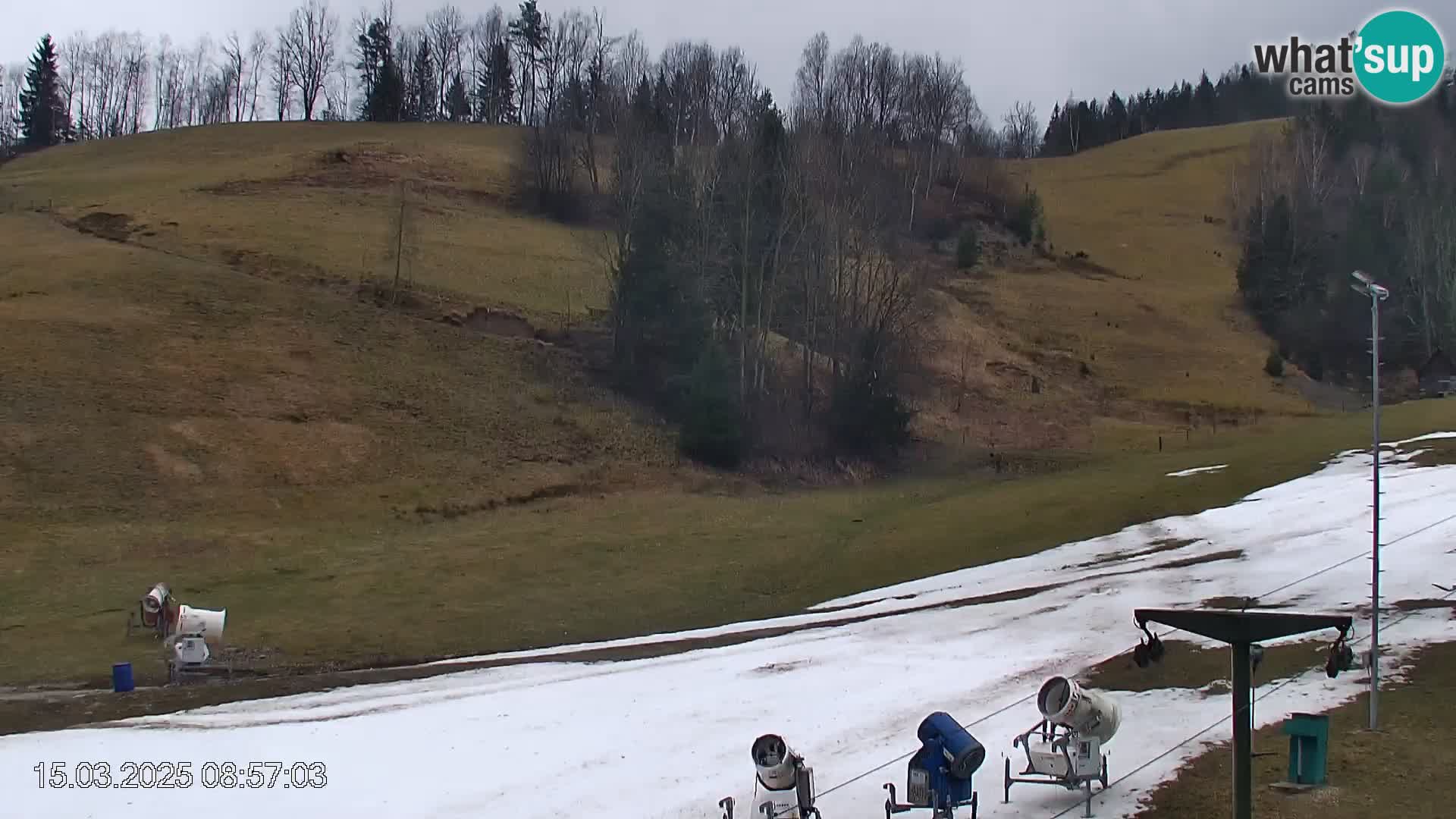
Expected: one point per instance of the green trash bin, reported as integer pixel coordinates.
(1308, 748)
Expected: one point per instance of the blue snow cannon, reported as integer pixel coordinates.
(940, 773)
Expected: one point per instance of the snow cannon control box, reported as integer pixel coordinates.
(940, 774)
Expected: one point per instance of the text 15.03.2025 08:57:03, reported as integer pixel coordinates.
(58, 776)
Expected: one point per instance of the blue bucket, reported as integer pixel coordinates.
(121, 678)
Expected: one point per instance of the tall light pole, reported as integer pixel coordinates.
(1376, 293)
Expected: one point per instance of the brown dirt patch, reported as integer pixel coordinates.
(171, 465)
(372, 169)
(492, 322)
(115, 226)
(1389, 773)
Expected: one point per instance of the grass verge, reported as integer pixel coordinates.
(1395, 771)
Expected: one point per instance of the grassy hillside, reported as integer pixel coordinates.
(319, 199)
(194, 394)
(1130, 322)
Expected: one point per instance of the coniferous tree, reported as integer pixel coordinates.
(44, 115)
(457, 102)
(383, 82)
(497, 89)
(422, 99)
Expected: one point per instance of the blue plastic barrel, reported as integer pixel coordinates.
(121, 678)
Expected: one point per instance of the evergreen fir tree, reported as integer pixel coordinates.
(457, 102)
(44, 117)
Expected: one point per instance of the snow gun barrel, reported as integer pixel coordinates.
(1088, 713)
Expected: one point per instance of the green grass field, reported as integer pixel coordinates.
(359, 485)
(1389, 773)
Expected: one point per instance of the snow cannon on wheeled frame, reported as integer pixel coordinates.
(1066, 746)
(940, 774)
(785, 781)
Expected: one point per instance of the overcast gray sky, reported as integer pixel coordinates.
(1012, 50)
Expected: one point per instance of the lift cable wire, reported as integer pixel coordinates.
(1002, 710)
(1282, 684)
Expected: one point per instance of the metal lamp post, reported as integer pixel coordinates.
(1376, 293)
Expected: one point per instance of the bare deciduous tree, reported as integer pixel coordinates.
(309, 41)
(1021, 131)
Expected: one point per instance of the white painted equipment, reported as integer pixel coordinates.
(1087, 713)
(1066, 746)
(201, 623)
(783, 786)
(191, 651)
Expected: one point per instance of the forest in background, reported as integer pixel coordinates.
(764, 286)
(1345, 187)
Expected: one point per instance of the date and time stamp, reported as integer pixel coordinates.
(162, 776)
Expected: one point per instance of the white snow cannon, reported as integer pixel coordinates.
(201, 623)
(783, 786)
(191, 642)
(1066, 746)
(1087, 713)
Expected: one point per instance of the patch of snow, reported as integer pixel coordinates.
(669, 736)
(1197, 471)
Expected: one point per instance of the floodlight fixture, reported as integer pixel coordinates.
(1376, 295)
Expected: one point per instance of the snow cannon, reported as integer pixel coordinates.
(783, 784)
(1087, 713)
(940, 774)
(153, 613)
(1066, 746)
(201, 623)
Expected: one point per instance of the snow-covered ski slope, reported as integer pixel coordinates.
(669, 736)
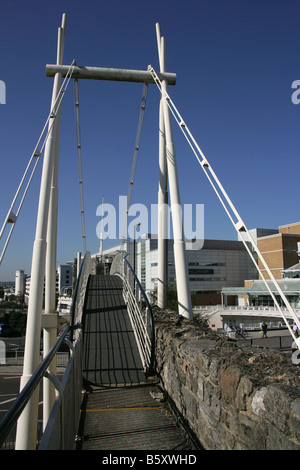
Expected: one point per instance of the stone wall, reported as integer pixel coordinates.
(232, 396)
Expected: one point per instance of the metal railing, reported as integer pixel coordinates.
(63, 422)
(139, 309)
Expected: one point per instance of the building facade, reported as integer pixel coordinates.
(281, 251)
(217, 264)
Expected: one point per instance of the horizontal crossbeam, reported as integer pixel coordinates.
(100, 73)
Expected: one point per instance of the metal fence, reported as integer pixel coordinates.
(138, 307)
(62, 426)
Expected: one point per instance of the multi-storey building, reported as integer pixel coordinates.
(217, 264)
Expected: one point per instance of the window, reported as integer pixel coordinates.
(201, 271)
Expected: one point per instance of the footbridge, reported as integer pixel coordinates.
(107, 397)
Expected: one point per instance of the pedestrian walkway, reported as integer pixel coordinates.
(120, 409)
(132, 418)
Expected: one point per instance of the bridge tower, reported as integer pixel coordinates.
(44, 249)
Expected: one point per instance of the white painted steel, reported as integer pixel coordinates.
(230, 209)
(101, 73)
(162, 243)
(49, 333)
(26, 432)
(182, 279)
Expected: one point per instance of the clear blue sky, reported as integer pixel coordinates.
(235, 62)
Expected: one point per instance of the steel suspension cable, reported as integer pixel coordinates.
(79, 159)
(135, 156)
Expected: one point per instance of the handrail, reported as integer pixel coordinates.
(84, 269)
(152, 337)
(145, 339)
(21, 401)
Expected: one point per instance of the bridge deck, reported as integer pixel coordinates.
(120, 410)
(111, 354)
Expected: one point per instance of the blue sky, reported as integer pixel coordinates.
(235, 62)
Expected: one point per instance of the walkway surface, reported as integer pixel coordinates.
(120, 409)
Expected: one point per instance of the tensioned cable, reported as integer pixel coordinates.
(79, 159)
(11, 217)
(239, 225)
(135, 156)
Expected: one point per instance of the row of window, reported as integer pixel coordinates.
(172, 279)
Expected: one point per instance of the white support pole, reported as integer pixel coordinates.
(162, 194)
(50, 328)
(27, 423)
(182, 280)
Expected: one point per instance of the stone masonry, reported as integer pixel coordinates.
(232, 396)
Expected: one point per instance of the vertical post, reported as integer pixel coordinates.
(50, 279)
(182, 280)
(27, 423)
(162, 248)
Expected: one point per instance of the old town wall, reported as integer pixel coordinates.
(231, 396)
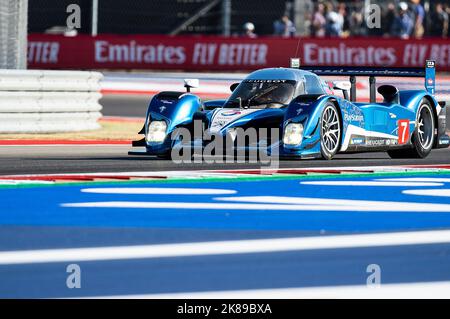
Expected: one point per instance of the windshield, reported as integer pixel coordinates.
(262, 94)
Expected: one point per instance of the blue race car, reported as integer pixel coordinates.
(310, 120)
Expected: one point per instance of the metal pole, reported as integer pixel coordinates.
(94, 26)
(226, 18)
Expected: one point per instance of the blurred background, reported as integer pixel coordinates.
(146, 46)
(344, 18)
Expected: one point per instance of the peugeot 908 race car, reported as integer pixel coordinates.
(312, 121)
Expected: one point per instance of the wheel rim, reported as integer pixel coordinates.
(425, 127)
(330, 129)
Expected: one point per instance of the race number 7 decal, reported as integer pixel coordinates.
(403, 131)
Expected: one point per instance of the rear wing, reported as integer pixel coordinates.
(428, 73)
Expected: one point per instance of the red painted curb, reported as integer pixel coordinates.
(63, 142)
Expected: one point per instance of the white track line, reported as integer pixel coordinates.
(426, 290)
(315, 204)
(224, 247)
(159, 191)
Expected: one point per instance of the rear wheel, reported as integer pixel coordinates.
(330, 131)
(423, 137)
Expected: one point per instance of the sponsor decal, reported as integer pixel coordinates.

What you are asked to do:
Repeat only the stretch of lines starting at the one containing "Expected: one point per instance of the race" and running to the final line of the entries above.

Finished task:
Expected: one point per instance of the race number 7 decal, reported as integer pixel coordinates.
(403, 131)
Expected: one point per instance of the rear wing, reported as integer pixel coordinates.
(428, 73)
Expected: one point per instance of the red painted curb, reported as integer pixel coordinates.
(63, 142)
Expected: one point per instance of the white track line, reported as integer pixel coordinates.
(426, 290)
(315, 204)
(224, 247)
(159, 191)
Expected: one point per instance of the rear wheel, reported as integer pixel coordinates.
(330, 131)
(423, 137)
Expected: one point per instance of the sponsor decal, reported as integer pixel coordinates.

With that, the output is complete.